We have used the oven cleaner and it does work, there is also a steam iron cleaner that is sold at fabric stores (Joann's) that is suppose to work very well also, here's an old thread that may help you.

http://www.t-shirtforums.com/heat-press-heat-transfers/t28569.html

Hope this helps.


----------



## proworlded (Oct 3, 2006)

E-Z Off is an iron cleaner that can be used on the heat press heating platen. Easy Off is an oven cleaner. Do NOT use an oven cleaner on the heat press.


----------



## Stoney1 (Jun 22, 2010)

Hey Jon
Thanks for the info. and the link. God bless..
Dave


----------



## Stoney1 (Jun 22, 2010)

Thanks Ed
I can't thank the great folks here at TSF for all their help. But I think I may be confusing people here on the forum??? I wasn't trying to find out how to remove INK, I was asking what to use to remove part of a heat transfer that I managed to stick to the top platen ? I did manage to remove it with Acrylic Enamel reducer from an automotive supply store and some 0000 Steel Wool. Press works fine now, no damage. God bless.

----------------

Reproduce the stretch of the heat press thread from "## proworlded (Oct" through "the heat press.". The rows come from a source other than the heat press thread.

----------------

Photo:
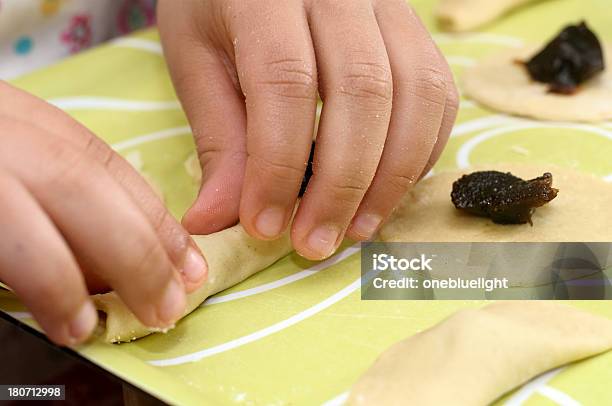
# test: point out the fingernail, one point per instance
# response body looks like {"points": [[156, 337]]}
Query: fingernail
{"points": [[194, 266], [270, 221], [172, 304], [83, 322], [323, 240], [365, 225]]}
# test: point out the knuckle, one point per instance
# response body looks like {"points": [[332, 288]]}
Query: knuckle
{"points": [[150, 261], [290, 78], [347, 188], [452, 97], [428, 84], [63, 164], [278, 166], [369, 81]]}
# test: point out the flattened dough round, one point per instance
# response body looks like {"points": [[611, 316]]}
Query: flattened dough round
{"points": [[581, 211], [501, 84]]}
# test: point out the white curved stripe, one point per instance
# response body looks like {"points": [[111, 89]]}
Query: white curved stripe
{"points": [[104, 103], [483, 38], [20, 315], [158, 135], [483, 123], [467, 104], [460, 60], [531, 387], [466, 149], [338, 400], [286, 280], [560, 398], [239, 342], [139, 43]]}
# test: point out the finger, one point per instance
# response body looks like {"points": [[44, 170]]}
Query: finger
{"points": [[37, 264], [451, 109], [108, 234], [216, 112], [277, 71], [420, 96], [356, 87], [181, 249]]}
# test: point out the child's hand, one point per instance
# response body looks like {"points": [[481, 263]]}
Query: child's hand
{"points": [[248, 72], [73, 213]]}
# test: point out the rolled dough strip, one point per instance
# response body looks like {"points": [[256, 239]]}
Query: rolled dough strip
{"points": [[579, 213], [504, 85], [232, 256], [466, 15], [475, 356]]}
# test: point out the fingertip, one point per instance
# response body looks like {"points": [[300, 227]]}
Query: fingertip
{"points": [[172, 304], [72, 330], [364, 226], [318, 243], [214, 210], [83, 323], [194, 270]]}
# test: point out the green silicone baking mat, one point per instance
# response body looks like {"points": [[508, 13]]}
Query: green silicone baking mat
{"points": [[298, 333]]}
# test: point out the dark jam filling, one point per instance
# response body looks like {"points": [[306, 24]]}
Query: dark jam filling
{"points": [[571, 58], [308, 172], [503, 197]]}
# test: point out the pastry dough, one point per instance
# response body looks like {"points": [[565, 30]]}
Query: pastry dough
{"points": [[232, 256], [502, 84], [466, 15], [475, 356]]}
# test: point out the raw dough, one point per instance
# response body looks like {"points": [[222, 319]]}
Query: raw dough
{"points": [[232, 256], [579, 212], [465, 15], [475, 356], [504, 85]]}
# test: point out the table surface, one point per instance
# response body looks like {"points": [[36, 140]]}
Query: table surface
{"points": [[298, 333]]}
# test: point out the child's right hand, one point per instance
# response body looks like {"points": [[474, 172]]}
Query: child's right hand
{"points": [[73, 215]]}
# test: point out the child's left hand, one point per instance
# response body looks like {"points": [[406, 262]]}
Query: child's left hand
{"points": [[248, 74]]}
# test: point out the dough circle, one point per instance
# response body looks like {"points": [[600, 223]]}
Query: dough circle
{"points": [[232, 256], [504, 85], [475, 356]]}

----------------

*FINAL ANSWER*
## proworlded (Oct 3, 2006)

E-Z Off is an iron cleaner that can be used on the heat press heating platen. Easy Off is an oven cleaner. Do NOT use an oven cleaner on the heat press.